What needs to be done. Update the items below from the first one through the line containing "[0,0,150,13]" by replacing "whereabouts" with "where" and leaving everything else unchanged. Write out those lines in full, without any pictures.

[Source data]

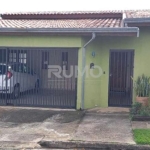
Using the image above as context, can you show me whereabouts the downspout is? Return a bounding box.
[80,32,96,110]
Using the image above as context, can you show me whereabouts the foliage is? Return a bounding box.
[133,129,150,145]
[130,102,150,118]
[132,74,150,97]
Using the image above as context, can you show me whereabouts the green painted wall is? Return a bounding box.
[85,27,150,108]
[0,27,150,109]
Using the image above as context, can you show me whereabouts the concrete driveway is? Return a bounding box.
[73,112,135,144]
[0,107,83,147]
[0,107,135,148]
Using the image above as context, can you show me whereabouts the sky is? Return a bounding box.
[0,0,150,13]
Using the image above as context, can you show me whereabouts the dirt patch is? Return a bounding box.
[0,109,84,123]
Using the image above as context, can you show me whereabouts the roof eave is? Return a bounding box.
[124,18,150,27]
[0,27,139,36]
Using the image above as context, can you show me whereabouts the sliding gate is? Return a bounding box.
[0,48,78,108]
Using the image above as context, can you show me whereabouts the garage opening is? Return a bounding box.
[0,48,78,108]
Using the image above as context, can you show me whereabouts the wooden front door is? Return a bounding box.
[109,50,134,106]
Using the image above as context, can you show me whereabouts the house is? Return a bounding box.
[0,10,150,109]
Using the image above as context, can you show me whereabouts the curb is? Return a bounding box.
[38,141,150,150]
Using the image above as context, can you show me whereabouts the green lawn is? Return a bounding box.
[133,129,150,145]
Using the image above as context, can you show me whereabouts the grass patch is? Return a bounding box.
[133,129,150,145]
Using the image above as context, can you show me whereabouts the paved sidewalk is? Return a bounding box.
[73,112,135,144]
[0,107,135,148]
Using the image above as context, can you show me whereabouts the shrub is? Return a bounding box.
[130,102,150,118]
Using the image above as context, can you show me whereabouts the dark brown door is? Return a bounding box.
[109,50,134,106]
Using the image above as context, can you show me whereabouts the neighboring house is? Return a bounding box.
[0,10,150,109]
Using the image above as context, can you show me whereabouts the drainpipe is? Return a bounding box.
[80,33,96,110]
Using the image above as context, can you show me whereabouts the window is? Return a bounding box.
[19,52,27,64]
[62,52,68,70]
[9,52,17,63]
[42,52,49,69]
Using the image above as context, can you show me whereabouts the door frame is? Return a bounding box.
[108,49,135,107]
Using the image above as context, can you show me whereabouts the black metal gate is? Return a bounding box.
[109,50,134,106]
[0,48,78,108]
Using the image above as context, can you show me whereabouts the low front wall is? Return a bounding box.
[85,27,150,108]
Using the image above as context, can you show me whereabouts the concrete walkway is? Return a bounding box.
[0,107,135,148]
[73,109,135,144]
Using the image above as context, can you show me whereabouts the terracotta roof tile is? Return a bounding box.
[125,10,150,18]
[2,10,122,15]
[0,19,121,28]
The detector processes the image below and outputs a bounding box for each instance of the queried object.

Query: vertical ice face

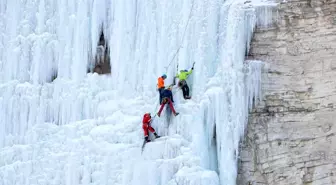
[0,0,270,185]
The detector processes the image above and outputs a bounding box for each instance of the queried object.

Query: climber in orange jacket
[157,74,167,104]
[142,113,160,143]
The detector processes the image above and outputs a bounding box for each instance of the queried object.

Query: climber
[174,66,194,99]
[157,74,167,103]
[142,113,161,143]
[157,86,179,117]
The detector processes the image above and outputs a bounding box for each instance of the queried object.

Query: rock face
[237,0,336,185]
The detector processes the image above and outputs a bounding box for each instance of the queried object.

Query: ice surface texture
[0,0,267,185]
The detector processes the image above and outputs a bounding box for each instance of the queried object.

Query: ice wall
[0,0,272,185]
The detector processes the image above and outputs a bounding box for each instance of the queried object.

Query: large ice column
[0,0,272,185]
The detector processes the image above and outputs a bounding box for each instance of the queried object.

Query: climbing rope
[165,0,195,73]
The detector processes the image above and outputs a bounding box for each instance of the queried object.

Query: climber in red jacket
[142,113,160,142]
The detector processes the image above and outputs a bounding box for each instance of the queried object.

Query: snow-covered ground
[0,0,274,185]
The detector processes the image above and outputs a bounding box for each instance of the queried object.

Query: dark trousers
[159,87,164,104]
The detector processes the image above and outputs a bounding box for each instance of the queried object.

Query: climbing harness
[165,0,195,73]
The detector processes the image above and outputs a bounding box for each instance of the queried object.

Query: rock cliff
[237,0,336,185]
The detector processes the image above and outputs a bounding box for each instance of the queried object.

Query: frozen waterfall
[0,0,274,185]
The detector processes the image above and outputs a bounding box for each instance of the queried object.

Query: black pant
[159,87,164,104]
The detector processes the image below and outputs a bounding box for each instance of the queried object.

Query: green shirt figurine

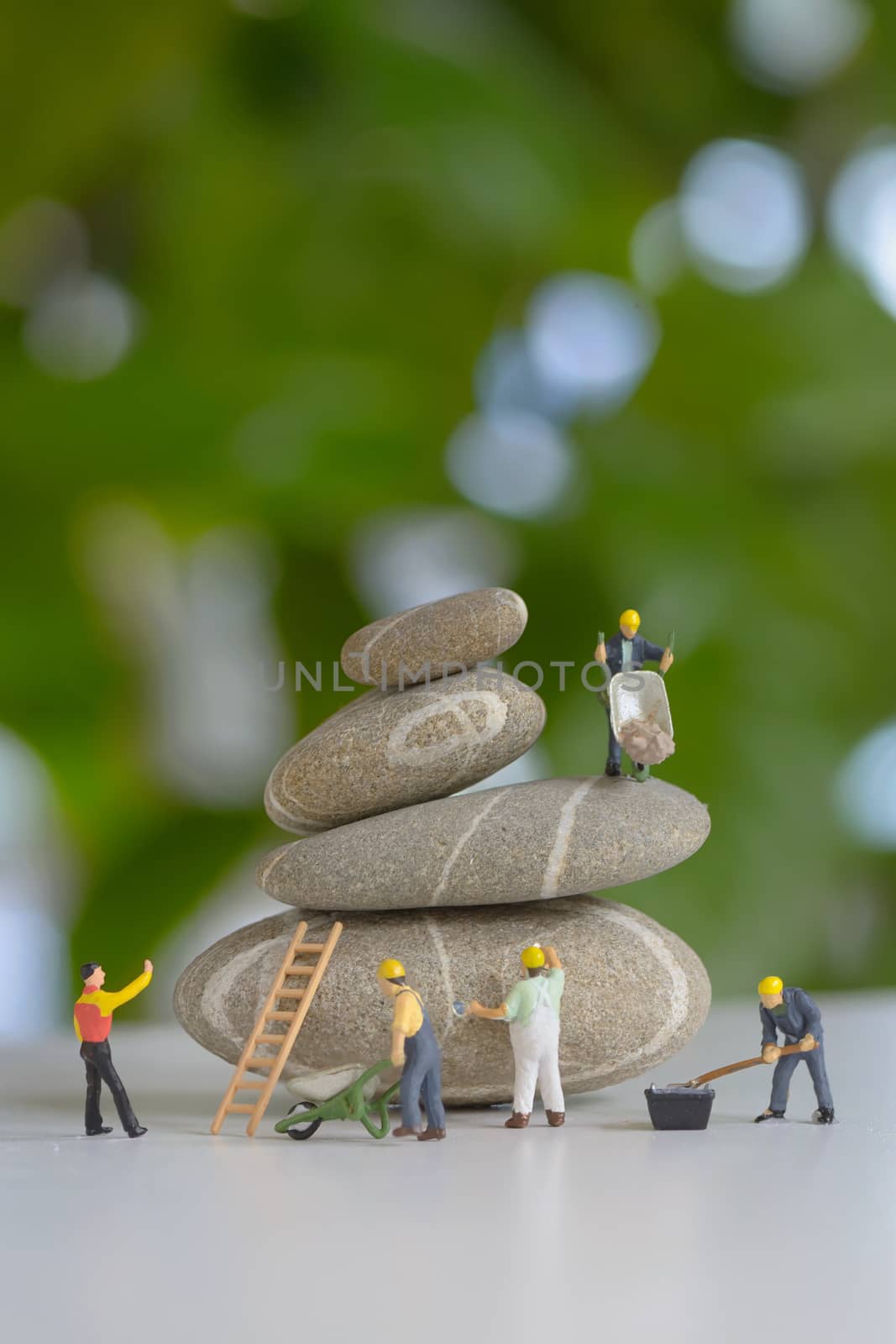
[469,943,565,1129]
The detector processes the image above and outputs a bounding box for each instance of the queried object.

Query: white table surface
[0,993,896,1344]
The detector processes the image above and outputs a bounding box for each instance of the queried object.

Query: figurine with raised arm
[376,957,445,1142]
[757,976,834,1125]
[466,943,565,1129]
[76,961,152,1138]
[594,607,674,775]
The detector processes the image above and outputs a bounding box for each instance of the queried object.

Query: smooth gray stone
[341,589,529,690]
[255,774,710,910]
[265,672,544,835]
[175,896,710,1102]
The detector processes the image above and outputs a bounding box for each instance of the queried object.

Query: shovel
[643,1042,818,1129]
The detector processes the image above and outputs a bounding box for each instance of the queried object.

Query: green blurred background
[0,0,896,1033]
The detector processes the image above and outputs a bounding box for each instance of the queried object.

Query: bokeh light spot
[349,509,518,617]
[826,133,896,318]
[681,139,810,293]
[527,271,659,410]
[730,0,871,92]
[445,410,574,517]
[834,719,896,849]
[23,274,137,381]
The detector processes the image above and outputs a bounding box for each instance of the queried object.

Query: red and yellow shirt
[76,970,152,1042]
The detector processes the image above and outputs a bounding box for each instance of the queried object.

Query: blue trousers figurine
[399,1010,445,1131]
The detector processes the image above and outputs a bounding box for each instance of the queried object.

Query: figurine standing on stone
[468,943,565,1129]
[76,961,152,1138]
[594,607,674,775]
[757,976,834,1125]
[376,957,445,1142]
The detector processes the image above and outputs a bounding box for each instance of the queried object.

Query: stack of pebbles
[175,589,710,1104]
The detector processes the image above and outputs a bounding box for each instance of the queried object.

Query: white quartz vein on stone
[542,777,598,900]
[200,932,278,1051]
[563,910,690,1084]
[428,790,506,906]
[385,688,508,766]
[423,916,457,1037]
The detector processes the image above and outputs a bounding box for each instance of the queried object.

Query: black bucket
[643,1087,716,1129]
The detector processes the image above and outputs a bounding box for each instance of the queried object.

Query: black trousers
[81,1040,139,1131]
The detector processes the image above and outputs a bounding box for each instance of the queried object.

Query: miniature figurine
[468,943,565,1129]
[594,607,674,775]
[376,957,445,1142]
[757,976,834,1125]
[76,961,152,1138]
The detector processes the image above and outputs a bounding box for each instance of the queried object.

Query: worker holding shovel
[467,943,565,1129]
[757,976,834,1125]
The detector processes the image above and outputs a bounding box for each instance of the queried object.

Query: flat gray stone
[265,672,544,835]
[175,896,710,1102]
[257,774,710,910]
[341,589,529,690]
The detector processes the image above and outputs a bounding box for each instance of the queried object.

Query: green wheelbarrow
[274,1059,401,1138]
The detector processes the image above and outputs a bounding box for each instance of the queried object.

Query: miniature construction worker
[376,957,445,1142]
[468,943,565,1129]
[757,976,834,1125]
[76,961,152,1138]
[594,607,674,774]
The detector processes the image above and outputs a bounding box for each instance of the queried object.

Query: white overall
[511,976,565,1116]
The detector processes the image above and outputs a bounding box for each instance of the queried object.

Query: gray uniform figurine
[757,976,834,1125]
[594,607,674,775]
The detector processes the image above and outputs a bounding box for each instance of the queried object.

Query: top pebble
[341,589,529,690]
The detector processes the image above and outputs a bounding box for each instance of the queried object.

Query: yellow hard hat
[520,942,544,970]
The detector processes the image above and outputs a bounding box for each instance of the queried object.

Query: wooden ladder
[211,919,343,1136]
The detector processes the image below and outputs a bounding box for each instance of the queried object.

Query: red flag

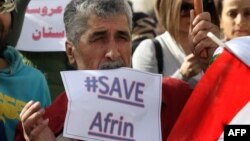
[167,50,250,141]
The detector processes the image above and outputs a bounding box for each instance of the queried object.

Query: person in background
[0,0,51,141]
[8,0,72,100]
[216,0,250,41]
[132,0,219,87]
[15,0,192,141]
[128,0,161,55]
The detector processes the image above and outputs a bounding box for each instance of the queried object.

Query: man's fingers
[20,100,34,117]
[20,102,40,122]
[28,119,49,140]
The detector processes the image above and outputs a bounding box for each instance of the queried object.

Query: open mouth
[234,30,250,36]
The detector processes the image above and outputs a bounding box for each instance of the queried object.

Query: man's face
[0,13,11,47]
[66,15,131,70]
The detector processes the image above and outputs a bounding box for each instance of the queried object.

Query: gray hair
[64,0,132,46]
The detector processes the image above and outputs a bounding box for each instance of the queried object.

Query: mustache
[98,60,125,70]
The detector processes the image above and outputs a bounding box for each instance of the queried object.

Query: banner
[17,0,69,52]
[61,68,162,141]
[168,37,250,141]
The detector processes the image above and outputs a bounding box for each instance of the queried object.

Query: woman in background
[216,0,250,41]
[132,0,219,87]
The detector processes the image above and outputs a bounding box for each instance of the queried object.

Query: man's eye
[244,9,250,19]
[227,11,238,18]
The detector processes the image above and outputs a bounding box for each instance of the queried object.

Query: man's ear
[65,40,76,65]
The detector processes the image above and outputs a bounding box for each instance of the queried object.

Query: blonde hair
[155,0,182,44]
[0,0,16,14]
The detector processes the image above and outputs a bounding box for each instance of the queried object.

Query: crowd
[0,0,250,141]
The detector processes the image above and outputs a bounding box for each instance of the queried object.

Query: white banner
[61,68,162,141]
[17,0,69,52]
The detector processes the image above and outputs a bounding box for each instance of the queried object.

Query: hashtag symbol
[85,76,98,92]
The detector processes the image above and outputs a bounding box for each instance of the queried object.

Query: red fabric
[15,77,192,141]
[161,77,192,140]
[168,50,250,141]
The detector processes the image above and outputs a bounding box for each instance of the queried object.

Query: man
[15,0,194,141]
[0,0,51,141]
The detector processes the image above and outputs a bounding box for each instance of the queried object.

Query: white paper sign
[17,0,70,52]
[61,68,162,141]
[226,36,250,68]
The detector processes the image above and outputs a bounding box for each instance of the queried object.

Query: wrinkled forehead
[0,0,16,14]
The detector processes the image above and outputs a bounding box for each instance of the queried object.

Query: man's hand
[20,101,56,141]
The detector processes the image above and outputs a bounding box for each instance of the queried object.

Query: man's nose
[235,13,246,25]
[105,42,121,61]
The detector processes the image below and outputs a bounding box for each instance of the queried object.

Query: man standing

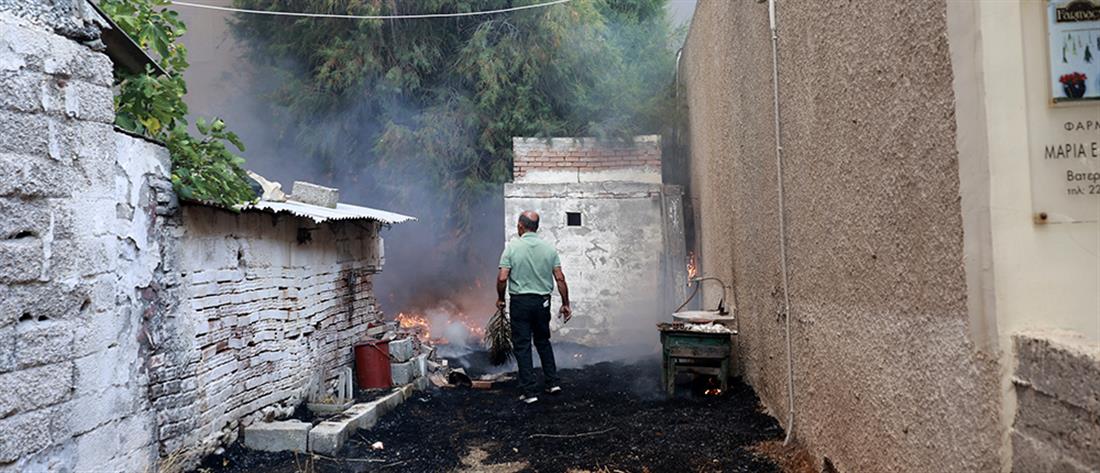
[496,210,573,404]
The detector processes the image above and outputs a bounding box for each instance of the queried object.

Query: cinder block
[244,420,311,452]
[389,361,416,386]
[389,338,416,363]
[289,180,340,209]
[308,420,350,454]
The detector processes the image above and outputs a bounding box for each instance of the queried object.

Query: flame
[394,312,431,342]
[394,312,485,344]
[688,251,699,282]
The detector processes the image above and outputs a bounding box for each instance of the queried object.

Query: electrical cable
[171,0,573,20]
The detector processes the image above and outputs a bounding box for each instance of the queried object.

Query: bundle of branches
[485,308,512,366]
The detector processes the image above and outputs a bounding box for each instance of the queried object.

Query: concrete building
[0,0,409,472]
[679,0,1100,472]
[504,136,686,347]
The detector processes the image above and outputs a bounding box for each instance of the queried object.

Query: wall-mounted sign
[1046,0,1100,103]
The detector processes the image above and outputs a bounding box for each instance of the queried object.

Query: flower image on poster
[1047,0,1100,103]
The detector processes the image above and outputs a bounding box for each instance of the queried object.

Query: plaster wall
[680,1,1005,472]
[150,209,383,462]
[948,1,1100,471]
[504,183,683,347]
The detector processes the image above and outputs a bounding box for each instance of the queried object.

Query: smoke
[178,0,682,358]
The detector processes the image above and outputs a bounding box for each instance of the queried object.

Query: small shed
[504,135,688,347]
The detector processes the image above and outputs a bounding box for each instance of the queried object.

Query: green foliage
[234,0,680,232]
[99,0,255,208]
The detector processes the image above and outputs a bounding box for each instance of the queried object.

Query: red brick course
[513,136,661,178]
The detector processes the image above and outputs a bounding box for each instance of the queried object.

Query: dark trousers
[508,294,558,395]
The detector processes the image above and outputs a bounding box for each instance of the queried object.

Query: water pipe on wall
[758,0,794,446]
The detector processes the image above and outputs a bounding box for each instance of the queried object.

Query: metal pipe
[768,0,794,446]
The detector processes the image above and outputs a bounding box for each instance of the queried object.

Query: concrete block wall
[512,135,661,183]
[0,9,174,472]
[150,206,382,465]
[1012,331,1100,473]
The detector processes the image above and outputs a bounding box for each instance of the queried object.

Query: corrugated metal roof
[244,200,416,224]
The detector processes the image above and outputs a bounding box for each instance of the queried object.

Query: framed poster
[1046,0,1100,105]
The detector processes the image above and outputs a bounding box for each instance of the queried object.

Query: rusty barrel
[355,340,393,389]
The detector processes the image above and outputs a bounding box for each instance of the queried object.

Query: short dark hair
[519,213,539,232]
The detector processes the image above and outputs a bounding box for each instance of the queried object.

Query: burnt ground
[195,360,783,473]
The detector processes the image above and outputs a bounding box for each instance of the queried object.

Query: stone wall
[512,135,661,183]
[504,136,686,347]
[0,10,173,472]
[1012,331,1100,473]
[0,7,393,473]
[679,0,1004,472]
[150,205,383,464]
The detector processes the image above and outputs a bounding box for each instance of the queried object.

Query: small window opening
[565,212,581,227]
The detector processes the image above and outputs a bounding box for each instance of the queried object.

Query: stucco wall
[150,205,382,462]
[680,0,1003,472]
[504,183,683,347]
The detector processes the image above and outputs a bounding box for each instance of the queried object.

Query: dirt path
[198,361,782,473]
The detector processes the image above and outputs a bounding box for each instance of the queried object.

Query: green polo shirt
[501,232,561,295]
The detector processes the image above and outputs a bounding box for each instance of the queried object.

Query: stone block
[0,409,61,464]
[1013,386,1100,468]
[0,363,73,418]
[1012,330,1100,415]
[1012,431,1096,473]
[389,361,416,386]
[288,180,340,209]
[15,321,73,367]
[244,420,311,452]
[308,420,351,454]
[389,338,416,363]
[0,110,50,157]
[0,154,76,197]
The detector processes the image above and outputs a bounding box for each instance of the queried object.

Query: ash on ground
[195,360,783,473]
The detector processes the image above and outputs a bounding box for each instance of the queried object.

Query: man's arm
[553,266,573,322]
[496,267,512,309]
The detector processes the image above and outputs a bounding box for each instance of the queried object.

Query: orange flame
[394,312,431,342]
[394,312,485,344]
[688,251,699,282]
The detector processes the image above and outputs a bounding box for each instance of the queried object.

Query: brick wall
[512,135,661,183]
[1012,331,1100,473]
[0,10,173,472]
[150,206,382,465]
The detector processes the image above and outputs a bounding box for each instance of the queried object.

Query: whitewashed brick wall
[150,206,382,461]
[0,9,174,472]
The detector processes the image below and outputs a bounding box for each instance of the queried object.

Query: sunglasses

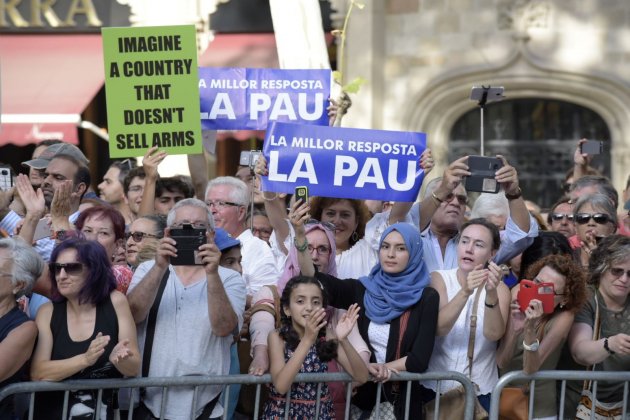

Answer to the problem.
Using the image above as context, can you show me where the downspout is? Return a bounding box.
[80,32,96,110]
Using the image above as context, can you show me where the foliage is? Return a bounding box.
[133,129,150,145]
[130,102,150,118]
[132,74,150,97]
Using the image above as context, can you show me where the green painted wall is? Return a bounding box.
[85,27,150,108]
[0,27,150,109]
Using the image above as context, can you show me where the concrete driveway is? Return a bounding box.
[73,112,135,144]
[0,107,83,147]
[0,107,135,148]
Using the image above as context, can you show me where the sky is? Return a bounding box.
[0,0,150,13]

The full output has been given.